## Texte fourni
Mais très vite, la supercherie montre ses limites. Comme tant d’autres géants du luxe ou de la tech avant elle, la société Nike sous-estime la complexité de l’univers crypto et surestime l’appétit pour des actifs dont la valeur ne repose sur rien de tangible. Après quelques mois d’engouement médiatique et de spéculation effrénée, le soufflé retombe. Les portefeuilles numériques se vident, la communauté râle et les investisseurs, quant à eux, comprennent qu’ils ont misé sur un château de cartes. C’est en décembre 2024 que Nike actionne le couperet. Sans crier gare, la marque annonce, via le compte officiel de RTFKT sur X, qu’elle arrête toute activité liée au projet d’ici la fin janvier 2025. Ni explications claires, ni plan de transition, juste une mise à mort expéditive destinée à limiter les dégâts… pour elle. Résultat ? Un effet domino, la demande pour les NFT CloneX s’effondre, les prix chutent, et, pour beaucoup, l’investissement se mue en perte sèche.

Rongés par la colère et la désillusion, Jagdeep Cheema, résident australien et porte-voix des plaignants, mène la fronde. Dans un recours collectif déposé à Brooklyn, il accuse Nike d’avoir mis un coup de pied sous la table et de leur avoir tiré le tapis sous les pieds. Pire encore, ils reprochent à la firme d’Oregon d’avoir commercialisé des tokens non enregistrés comme des titres financiers, sans jamais en informer les acheteurs. L’amalgame est lâche: des simples images pixelisées deviennent, sans crier gare, des produits financiers soumis à une réglementation exigeante. La plainte, riche de plus de 5 millions de dollars de dommages et intérêts, repose sur des violations supposées des lois de protection du consommateur dans quatre États américains (New York, Californie, Floride et Oregon). Elle interroge deux points importants: d’abord, la légalité même du statut des NFTs, encore floue en vertu du droit fédéral américain; ensuite, la responsabilité des grandes marques qui surfent sur la vague cryptographique sans en comprendre ni les enjeux ni les risques pour leurs clients.
Évidemment, Nike n’a pas tardé à botter en touche. Les demandes de commentaire sont restées lettre morte, et Phillip Kim, conseil des plaignants, s’est muré dans le silence. Classique posture des multinationales: le moins que l'on puisse dire, c’est qu’elles n’ont pas l’âme de celles qui reconnaissent leurs errements. Pourtant, la justice pourrait bien leur rappeler que la confiance des consommateurs ne se marchande pas à vil prix. Derrière ce fait divers se profile une critique plus globale, celle du mythe NFT. Présentés comme révolutionnaires, ces jetons non fongibles peinent à démontrer leur utilité réelle. Collectionner une image ou un fichier, sans jamais pouvoir en jouir pleinement, ne convainc que quelques initiés. Quant à l’idée de revendre ces actifs, la plupart du temps, il s’agit d’une loterie spéculative où seuls les premiers entrants tirent leur épingle du jeu.

## Tâche à faire 1
D'après le texte sur Nike et les NFT, dans quels États américains la plainte invoque-t-elle des violations des lois de protection du consommateur ?
## Tâche à faire 2
Rédigez la suite du texte sur Nike et les NFT, en reprenant juste après sa dernière phrase.

## Données extraites
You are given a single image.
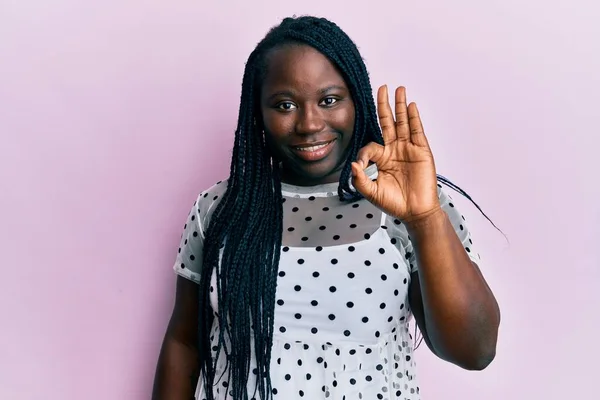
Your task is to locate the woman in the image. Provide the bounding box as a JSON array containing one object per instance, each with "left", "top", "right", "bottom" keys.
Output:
[{"left": 154, "top": 17, "right": 500, "bottom": 400}]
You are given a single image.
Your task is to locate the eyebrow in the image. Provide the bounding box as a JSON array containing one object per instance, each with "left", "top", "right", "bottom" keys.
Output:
[{"left": 267, "top": 85, "right": 348, "bottom": 100}]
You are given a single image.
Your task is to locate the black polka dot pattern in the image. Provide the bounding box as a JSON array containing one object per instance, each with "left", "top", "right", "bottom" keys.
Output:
[{"left": 173, "top": 166, "right": 479, "bottom": 400}]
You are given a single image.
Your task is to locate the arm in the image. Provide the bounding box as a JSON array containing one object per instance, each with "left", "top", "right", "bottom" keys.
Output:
[
  {"left": 152, "top": 276, "right": 200, "bottom": 400},
  {"left": 407, "top": 208, "right": 500, "bottom": 370}
]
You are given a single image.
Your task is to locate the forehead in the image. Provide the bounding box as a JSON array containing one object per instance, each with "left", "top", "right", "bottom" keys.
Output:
[{"left": 263, "top": 44, "right": 346, "bottom": 89}]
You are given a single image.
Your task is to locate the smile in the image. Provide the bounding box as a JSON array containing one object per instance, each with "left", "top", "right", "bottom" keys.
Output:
[{"left": 292, "top": 139, "right": 335, "bottom": 161}]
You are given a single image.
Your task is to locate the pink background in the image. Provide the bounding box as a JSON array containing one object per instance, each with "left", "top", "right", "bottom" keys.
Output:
[{"left": 0, "top": 0, "right": 600, "bottom": 400}]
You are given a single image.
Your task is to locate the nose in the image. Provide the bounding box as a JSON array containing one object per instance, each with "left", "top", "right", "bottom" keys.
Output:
[{"left": 296, "top": 105, "right": 325, "bottom": 135}]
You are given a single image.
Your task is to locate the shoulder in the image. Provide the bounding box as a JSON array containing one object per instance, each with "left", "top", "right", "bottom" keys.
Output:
[{"left": 194, "top": 179, "right": 229, "bottom": 233}]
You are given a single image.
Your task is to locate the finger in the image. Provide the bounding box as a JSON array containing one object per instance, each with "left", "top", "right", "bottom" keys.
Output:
[
  {"left": 352, "top": 162, "right": 377, "bottom": 200},
  {"left": 396, "top": 86, "right": 410, "bottom": 140},
  {"left": 377, "top": 85, "right": 396, "bottom": 144},
  {"left": 408, "top": 103, "right": 429, "bottom": 147},
  {"left": 356, "top": 142, "right": 385, "bottom": 169}
]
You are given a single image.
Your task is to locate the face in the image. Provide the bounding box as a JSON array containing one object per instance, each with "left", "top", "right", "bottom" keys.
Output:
[{"left": 261, "top": 45, "right": 354, "bottom": 186}]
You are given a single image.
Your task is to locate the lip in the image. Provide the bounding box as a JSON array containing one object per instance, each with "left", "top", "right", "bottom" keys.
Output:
[{"left": 290, "top": 139, "right": 336, "bottom": 162}]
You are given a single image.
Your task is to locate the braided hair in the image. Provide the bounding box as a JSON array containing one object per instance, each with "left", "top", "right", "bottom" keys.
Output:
[{"left": 198, "top": 16, "right": 496, "bottom": 400}]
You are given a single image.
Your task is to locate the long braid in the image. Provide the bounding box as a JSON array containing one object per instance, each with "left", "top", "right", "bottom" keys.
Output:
[{"left": 198, "top": 17, "right": 496, "bottom": 400}]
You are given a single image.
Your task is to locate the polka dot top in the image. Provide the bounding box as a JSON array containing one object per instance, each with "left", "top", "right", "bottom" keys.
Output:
[{"left": 174, "top": 165, "right": 479, "bottom": 400}]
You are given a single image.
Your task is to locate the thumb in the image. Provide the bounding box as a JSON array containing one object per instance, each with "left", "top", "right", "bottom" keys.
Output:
[{"left": 352, "top": 161, "right": 377, "bottom": 200}]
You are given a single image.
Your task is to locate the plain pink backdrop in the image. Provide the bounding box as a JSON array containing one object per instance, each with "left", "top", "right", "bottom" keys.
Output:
[{"left": 0, "top": 0, "right": 600, "bottom": 400}]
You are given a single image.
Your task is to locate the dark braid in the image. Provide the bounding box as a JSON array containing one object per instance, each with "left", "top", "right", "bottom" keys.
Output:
[{"left": 199, "top": 17, "right": 496, "bottom": 400}]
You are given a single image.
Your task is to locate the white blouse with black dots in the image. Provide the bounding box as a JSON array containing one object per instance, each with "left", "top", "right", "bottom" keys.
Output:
[{"left": 174, "top": 165, "right": 479, "bottom": 400}]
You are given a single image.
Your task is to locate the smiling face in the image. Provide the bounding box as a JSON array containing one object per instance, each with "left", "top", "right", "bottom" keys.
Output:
[{"left": 260, "top": 44, "right": 355, "bottom": 186}]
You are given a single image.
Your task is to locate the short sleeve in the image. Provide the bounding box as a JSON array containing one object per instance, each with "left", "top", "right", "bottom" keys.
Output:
[
  {"left": 391, "top": 184, "right": 481, "bottom": 273},
  {"left": 173, "top": 180, "right": 227, "bottom": 282},
  {"left": 173, "top": 195, "right": 204, "bottom": 282}
]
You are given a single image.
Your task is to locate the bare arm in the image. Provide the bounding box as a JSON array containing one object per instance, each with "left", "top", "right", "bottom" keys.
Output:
[
  {"left": 152, "top": 276, "right": 200, "bottom": 400},
  {"left": 407, "top": 210, "right": 500, "bottom": 370}
]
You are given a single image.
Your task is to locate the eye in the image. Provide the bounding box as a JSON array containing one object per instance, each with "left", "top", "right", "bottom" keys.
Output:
[
  {"left": 320, "top": 97, "right": 338, "bottom": 107},
  {"left": 276, "top": 101, "right": 296, "bottom": 111}
]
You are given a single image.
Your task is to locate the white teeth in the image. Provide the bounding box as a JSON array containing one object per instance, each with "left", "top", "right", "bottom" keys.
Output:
[{"left": 296, "top": 142, "right": 331, "bottom": 152}]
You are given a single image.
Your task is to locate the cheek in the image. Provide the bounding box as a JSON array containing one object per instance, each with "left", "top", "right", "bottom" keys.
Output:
[{"left": 263, "top": 113, "right": 294, "bottom": 142}]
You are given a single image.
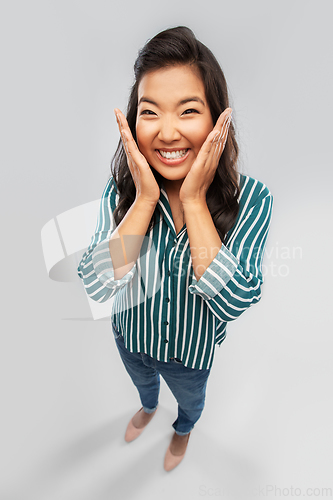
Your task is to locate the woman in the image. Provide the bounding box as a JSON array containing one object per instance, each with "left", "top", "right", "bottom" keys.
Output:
[{"left": 78, "top": 26, "right": 272, "bottom": 470}]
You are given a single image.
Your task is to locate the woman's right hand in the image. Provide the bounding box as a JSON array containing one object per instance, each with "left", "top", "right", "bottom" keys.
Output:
[{"left": 114, "top": 108, "right": 160, "bottom": 203}]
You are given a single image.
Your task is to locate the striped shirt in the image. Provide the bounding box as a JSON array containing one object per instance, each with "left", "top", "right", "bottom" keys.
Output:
[{"left": 77, "top": 174, "right": 273, "bottom": 369}]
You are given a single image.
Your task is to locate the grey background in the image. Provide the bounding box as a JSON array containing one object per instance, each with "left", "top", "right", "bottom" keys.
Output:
[{"left": 0, "top": 0, "right": 333, "bottom": 500}]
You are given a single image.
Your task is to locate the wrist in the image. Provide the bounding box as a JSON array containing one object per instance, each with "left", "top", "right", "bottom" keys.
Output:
[{"left": 183, "top": 198, "right": 208, "bottom": 212}]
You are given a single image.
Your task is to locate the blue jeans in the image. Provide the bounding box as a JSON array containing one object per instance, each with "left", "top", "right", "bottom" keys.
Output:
[{"left": 111, "top": 322, "right": 210, "bottom": 436}]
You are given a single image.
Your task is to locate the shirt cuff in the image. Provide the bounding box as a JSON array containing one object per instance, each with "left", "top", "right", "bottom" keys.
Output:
[
  {"left": 91, "top": 240, "right": 136, "bottom": 288},
  {"left": 189, "top": 243, "right": 239, "bottom": 300}
]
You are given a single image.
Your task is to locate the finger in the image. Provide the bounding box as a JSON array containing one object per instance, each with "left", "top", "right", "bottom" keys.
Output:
[
  {"left": 214, "top": 108, "right": 232, "bottom": 142},
  {"left": 214, "top": 108, "right": 232, "bottom": 130},
  {"left": 211, "top": 116, "right": 231, "bottom": 163}
]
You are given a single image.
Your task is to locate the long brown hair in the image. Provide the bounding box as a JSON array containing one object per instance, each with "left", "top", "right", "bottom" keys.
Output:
[{"left": 111, "top": 26, "right": 239, "bottom": 242}]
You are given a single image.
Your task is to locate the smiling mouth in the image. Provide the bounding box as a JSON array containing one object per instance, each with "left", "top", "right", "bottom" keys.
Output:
[{"left": 156, "top": 149, "right": 188, "bottom": 160}]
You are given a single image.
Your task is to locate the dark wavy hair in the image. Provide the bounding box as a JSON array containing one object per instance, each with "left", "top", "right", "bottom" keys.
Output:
[{"left": 111, "top": 26, "right": 239, "bottom": 242}]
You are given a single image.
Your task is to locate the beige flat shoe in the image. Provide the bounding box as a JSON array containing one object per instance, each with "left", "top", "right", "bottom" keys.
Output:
[
  {"left": 125, "top": 407, "right": 158, "bottom": 443},
  {"left": 164, "top": 432, "right": 191, "bottom": 472}
]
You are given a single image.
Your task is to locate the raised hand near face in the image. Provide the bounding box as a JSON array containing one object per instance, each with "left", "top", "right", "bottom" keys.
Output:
[
  {"left": 179, "top": 108, "right": 232, "bottom": 205},
  {"left": 114, "top": 108, "right": 160, "bottom": 203}
]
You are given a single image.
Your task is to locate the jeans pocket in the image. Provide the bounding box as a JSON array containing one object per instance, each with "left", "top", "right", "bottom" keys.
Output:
[{"left": 111, "top": 321, "right": 122, "bottom": 340}]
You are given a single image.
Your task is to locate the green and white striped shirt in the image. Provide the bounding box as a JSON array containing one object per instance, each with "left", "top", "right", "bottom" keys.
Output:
[{"left": 77, "top": 174, "right": 273, "bottom": 369}]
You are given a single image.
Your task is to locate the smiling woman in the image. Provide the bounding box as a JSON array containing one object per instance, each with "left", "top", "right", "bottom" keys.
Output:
[
  {"left": 78, "top": 26, "right": 272, "bottom": 470},
  {"left": 136, "top": 65, "right": 214, "bottom": 189}
]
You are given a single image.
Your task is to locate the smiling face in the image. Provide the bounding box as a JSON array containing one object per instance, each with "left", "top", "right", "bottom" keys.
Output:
[{"left": 136, "top": 66, "right": 214, "bottom": 191}]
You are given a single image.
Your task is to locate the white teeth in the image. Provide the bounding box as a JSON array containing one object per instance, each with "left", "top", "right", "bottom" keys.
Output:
[{"left": 158, "top": 149, "right": 187, "bottom": 160}]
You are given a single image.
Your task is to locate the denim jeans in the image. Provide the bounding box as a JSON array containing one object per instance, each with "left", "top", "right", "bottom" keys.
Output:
[{"left": 111, "top": 322, "right": 210, "bottom": 436}]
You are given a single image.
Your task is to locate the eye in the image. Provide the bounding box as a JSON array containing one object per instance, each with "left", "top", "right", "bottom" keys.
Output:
[
  {"left": 183, "top": 108, "right": 199, "bottom": 115},
  {"left": 140, "top": 109, "right": 156, "bottom": 115}
]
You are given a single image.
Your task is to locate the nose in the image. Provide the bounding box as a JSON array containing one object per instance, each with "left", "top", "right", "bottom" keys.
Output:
[{"left": 158, "top": 117, "right": 181, "bottom": 143}]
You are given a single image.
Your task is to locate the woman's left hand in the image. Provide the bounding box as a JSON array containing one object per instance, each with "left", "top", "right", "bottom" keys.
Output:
[{"left": 179, "top": 108, "right": 232, "bottom": 205}]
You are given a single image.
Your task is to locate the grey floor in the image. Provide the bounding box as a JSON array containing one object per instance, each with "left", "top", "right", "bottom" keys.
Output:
[{"left": 0, "top": 0, "right": 333, "bottom": 500}]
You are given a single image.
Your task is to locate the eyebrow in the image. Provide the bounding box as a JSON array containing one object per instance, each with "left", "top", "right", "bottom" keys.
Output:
[{"left": 138, "top": 96, "right": 205, "bottom": 107}]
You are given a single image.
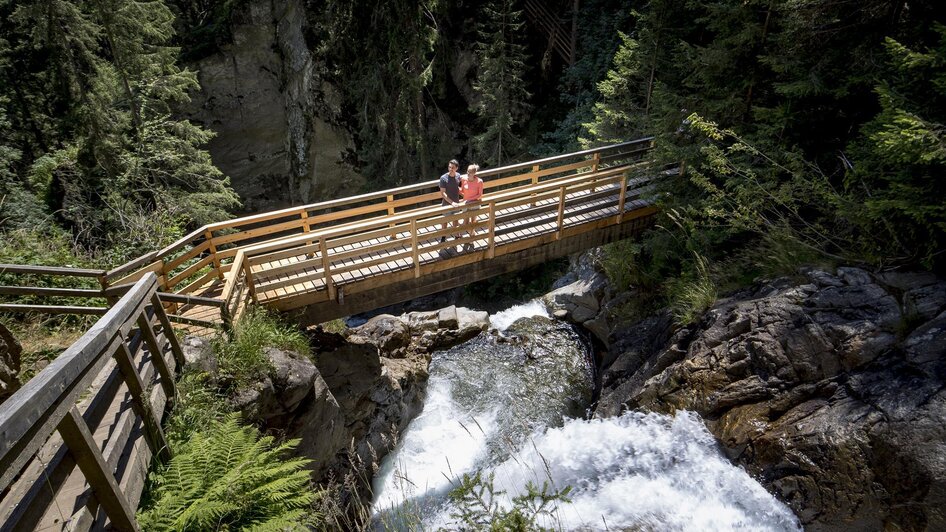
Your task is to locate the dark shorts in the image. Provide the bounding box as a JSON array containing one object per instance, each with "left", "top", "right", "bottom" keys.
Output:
[{"left": 440, "top": 201, "right": 463, "bottom": 216}]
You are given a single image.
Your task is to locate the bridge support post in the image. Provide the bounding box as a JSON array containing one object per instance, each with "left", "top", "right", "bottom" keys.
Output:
[
  {"left": 555, "top": 186, "right": 565, "bottom": 240},
  {"left": 57, "top": 406, "right": 139, "bottom": 532},
  {"left": 204, "top": 229, "right": 225, "bottom": 281},
  {"left": 115, "top": 340, "right": 171, "bottom": 461},
  {"left": 617, "top": 172, "right": 627, "bottom": 223},
  {"left": 532, "top": 164, "right": 539, "bottom": 207},
  {"left": 411, "top": 218, "right": 420, "bottom": 279},
  {"left": 319, "top": 238, "right": 335, "bottom": 300},
  {"left": 486, "top": 201, "right": 496, "bottom": 259}
]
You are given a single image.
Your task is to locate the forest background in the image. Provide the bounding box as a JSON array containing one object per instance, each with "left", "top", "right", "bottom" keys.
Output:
[{"left": 0, "top": 0, "right": 946, "bottom": 307}]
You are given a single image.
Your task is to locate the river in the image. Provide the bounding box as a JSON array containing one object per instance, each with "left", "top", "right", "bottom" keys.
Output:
[{"left": 373, "top": 302, "right": 801, "bottom": 531}]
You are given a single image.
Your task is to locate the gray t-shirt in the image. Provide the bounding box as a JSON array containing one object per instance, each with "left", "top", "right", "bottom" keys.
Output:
[{"left": 440, "top": 172, "right": 460, "bottom": 205}]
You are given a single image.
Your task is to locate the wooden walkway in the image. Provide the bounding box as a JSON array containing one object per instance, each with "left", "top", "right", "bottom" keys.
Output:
[
  {"left": 0, "top": 139, "right": 678, "bottom": 531},
  {"left": 0, "top": 138, "right": 664, "bottom": 334}
]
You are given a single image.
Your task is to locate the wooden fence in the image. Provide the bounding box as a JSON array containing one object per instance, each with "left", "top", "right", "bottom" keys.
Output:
[
  {"left": 0, "top": 273, "right": 183, "bottom": 530},
  {"left": 96, "top": 138, "right": 653, "bottom": 325}
]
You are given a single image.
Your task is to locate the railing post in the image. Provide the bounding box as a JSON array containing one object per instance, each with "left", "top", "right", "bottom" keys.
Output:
[
  {"left": 299, "top": 209, "right": 315, "bottom": 259},
  {"left": 151, "top": 294, "right": 184, "bottom": 368},
  {"left": 319, "top": 238, "right": 335, "bottom": 300},
  {"left": 204, "top": 229, "right": 224, "bottom": 281},
  {"left": 99, "top": 273, "right": 121, "bottom": 307},
  {"left": 242, "top": 255, "right": 259, "bottom": 304},
  {"left": 486, "top": 201, "right": 496, "bottom": 259},
  {"left": 411, "top": 218, "right": 420, "bottom": 279},
  {"left": 531, "top": 164, "right": 539, "bottom": 207},
  {"left": 57, "top": 406, "right": 139, "bottom": 532},
  {"left": 617, "top": 172, "right": 627, "bottom": 223},
  {"left": 137, "top": 312, "right": 174, "bottom": 403},
  {"left": 387, "top": 194, "right": 397, "bottom": 240},
  {"left": 555, "top": 185, "right": 565, "bottom": 240}
]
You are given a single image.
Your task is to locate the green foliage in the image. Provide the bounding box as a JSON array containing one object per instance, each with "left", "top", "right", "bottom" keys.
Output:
[
  {"left": 138, "top": 415, "right": 315, "bottom": 531},
  {"left": 473, "top": 0, "right": 530, "bottom": 166},
  {"left": 0, "top": 0, "right": 238, "bottom": 259},
  {"left": 212, "top": 307, "right": 310, "bottom": 387},
  {"left": 164, "top": 371, "right": 230, "bottom": 453},
  {"left": 844, "top": 24, "right": 946, "bottom": 267},
  {"left": 312, "top": 1, "right": 444, "bottom": 184},
  {"left": 668, "top": 255, "right": 717, "bottom": 325},
  {"left": 450, "top": 472, "right": 571, "bottom": 532}
]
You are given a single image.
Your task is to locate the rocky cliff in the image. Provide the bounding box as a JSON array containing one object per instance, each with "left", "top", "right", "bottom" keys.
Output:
[
  {"left": 185, "top": 0, "right": 364, "bottom": 212},
  {"left": 595, "top": 268, "right": 946, "bottom": 530}
]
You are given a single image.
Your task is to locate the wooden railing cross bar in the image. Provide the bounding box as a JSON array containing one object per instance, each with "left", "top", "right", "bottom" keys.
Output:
[
  {"left": 57, "top": 406, "right": 139, "bottom": 532},
  {"left": 115, "top": 341, "right": 171, "bottom": 461}
]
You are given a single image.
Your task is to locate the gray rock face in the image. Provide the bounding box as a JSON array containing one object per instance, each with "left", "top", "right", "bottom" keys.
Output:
[
  {"left": 596, "top": 268, "right": 946, "bottom": 530},
  {"left": 349, "top": 305, "right": 489, "bottom": 358},
  {"left": 185, "top": 0, "right": 364, "bottom": 212},
  {"left": 181, "top": 336, "right": 219, "bottom": 374}
]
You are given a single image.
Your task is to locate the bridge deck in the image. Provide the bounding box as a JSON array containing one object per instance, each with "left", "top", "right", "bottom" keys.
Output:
[{"left": 180, "top": 180, "right": 650, "bottom": 321}]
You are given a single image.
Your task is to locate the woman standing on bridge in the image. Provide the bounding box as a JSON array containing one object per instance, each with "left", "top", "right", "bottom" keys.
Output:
[{"left": 460, "top": 164, "right": 483, "bottom": 251}]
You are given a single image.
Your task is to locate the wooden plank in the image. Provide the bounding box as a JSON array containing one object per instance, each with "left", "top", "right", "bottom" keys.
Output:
[
  {"left": 151, "top": 294, "right": 184, "bottom": 368},
  {"left": 0, "top": 286, "right": 105, "bottom": 297},
  {"left": 319, "top": 238, "right": 337, "bottom": 300},
  {"left": 112, "top": 260, "right": 164, "bottom": 284},
  {"left": 167, "top": 255, "right": 217, "bottom": 290},
  {"left": 137, "top": 312, "right": 177, "bottom": 401},
  {"left": 0, "top": 303, "right": 108, "bottom": 316},
  {"left": 115, "top": 340, "right": 171, "bottom": 461},
  {"left": 158, "top": 292, "right": 224, "bottom": 308},
  {"left": 162, "top": 240, "right": 211, "bottom": 274},
  {"left": 57, "top": 408, "right": 139, "bottom": 531},
  {"left": 213, "top": 218, "right": 313, "bottom": 246},
  {"left": 0, "top": 264, "right": 108, "bottom": 278}
]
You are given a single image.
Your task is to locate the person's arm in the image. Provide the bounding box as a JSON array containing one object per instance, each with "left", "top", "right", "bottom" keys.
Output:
[{"left": 440, "top": 182, "right": 459, "bottom": 207}]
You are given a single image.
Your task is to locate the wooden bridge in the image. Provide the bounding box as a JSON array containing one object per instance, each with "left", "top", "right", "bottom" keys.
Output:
[{"left": 0, "top": 138, "right": 664, "bottom": 530}]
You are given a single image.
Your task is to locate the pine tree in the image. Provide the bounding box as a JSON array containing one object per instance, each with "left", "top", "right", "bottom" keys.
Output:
[
  {"left": 845, "top": 24, "right": 946, "bottom": 267},
  {"left": 0, "top": 0, "right": 238, "bottom": 260},
  {"left": 473, "top": 0, "right": 530, "bottom": 166}
]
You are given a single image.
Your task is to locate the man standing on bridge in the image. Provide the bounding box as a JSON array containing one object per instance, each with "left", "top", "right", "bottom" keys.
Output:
[{"left": 440, "top": 159, "right": 460, "bottom": 243}]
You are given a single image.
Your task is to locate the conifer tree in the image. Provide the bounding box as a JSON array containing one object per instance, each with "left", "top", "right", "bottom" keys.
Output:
[
  {"left": 473, "top": 0, "right": 530, "bottom": 165},
  {"left": 845, "top": 24, "right": 946, "bottom": 267}
]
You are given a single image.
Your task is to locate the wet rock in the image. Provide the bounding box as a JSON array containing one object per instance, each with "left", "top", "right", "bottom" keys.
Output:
[
  {"left": 264, "top": 347, "right": 318, "bottom": 413},
  {"left": 350, "top": 314, "right": 411, "bottom": 358},
  {"left": 286, "top": 373, "right": 351, "bottom": 480},
  {"left": 595, "top": 268, "right": 946, "bottom": 530},
  {"left": 181, "top": 336, "right": 219, "bottom": 375},
  {"left": 544, "top": 273, "right": 608, "bottom": 323}
]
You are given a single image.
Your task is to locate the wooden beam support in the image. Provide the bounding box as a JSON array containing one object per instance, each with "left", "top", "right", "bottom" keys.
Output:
[
  {"left": 57, "top": 407, "right": 140, "bottom": 532},
  {"left": 115, "top": 342, "right": 171, "bottom": 461}
]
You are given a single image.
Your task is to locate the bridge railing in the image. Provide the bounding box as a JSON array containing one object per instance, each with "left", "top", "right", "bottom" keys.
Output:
[
  {"left": 0, "top": 274, "right": 183, "bottom": 530},
  {"left": 104, "top": 137, "right": 653, "bottom": 299},
  {"left": 226, "top": 158, "right": 649, "bottom": 308},
  {"left": 0, "top": 264, "right": 223, "bottom": 332}
]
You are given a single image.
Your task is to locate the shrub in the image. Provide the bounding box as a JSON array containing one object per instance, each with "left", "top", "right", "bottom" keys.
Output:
[
  {"left": 213, "top": 307, "right": 311, "bottom": 387},
  {"left": 450, "top": 472, "right": 571, "bottom": 532},
  {"left": 138, "top": 415, "right": 317, "bottom": 531}
]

## Réponse rédigée 1
New York, la Californie, la Floride et l'Oregon.

## Réponse rédigée 2
Le cas Nike/RTFKT sonne le glas d’une illusion, celle selon laquelle la mise en blockchain garantirait la pérennité d’un produit. En réalité, un contrat digital, aussi sophistiqué soit-il, dépend entièrement de l’engagement de celui qui l’émet. Mettez un mastodonte comme Nike dans la balance, et vous comprendrez vite que le mot « engagement » prend tout son sens. L’entreprise peut choisir de partir du jour au lendemain, et vos précieux NFT ne valent plus un kopeck. Le procès fait donc figure de sonnette d’alarme. Il invite à la prudence, à la réflexion, et rappelle que la technologie, sans éthique ni contrôle, peut se retourner contre ses propres instigateurs. Pour les consommateurs, la leçon est claire, avant de se lancer, il faut savoir sur ce que l’on mise, et mesurer la fiabilité de ceux qui vendent ces promesses numériques.
L’affaire est symptomatique d’un appétit vorace pour l’innovation sans véritable vision. Les NFT n’ont ni la robustesse d’un titre financier classique, ni l’usage d’un bien tangible. Ils demeurent un avatar de la spéculation moderne, un miroir aux alouettes pour investisseurs en quête de sensations fortes. Que Nike soit la première grande marque à s’y brûler les ailes n’a rien de rassurant. Nombreux sont ceux qui suivront, pensant qu’ils feront mieux ou autrement.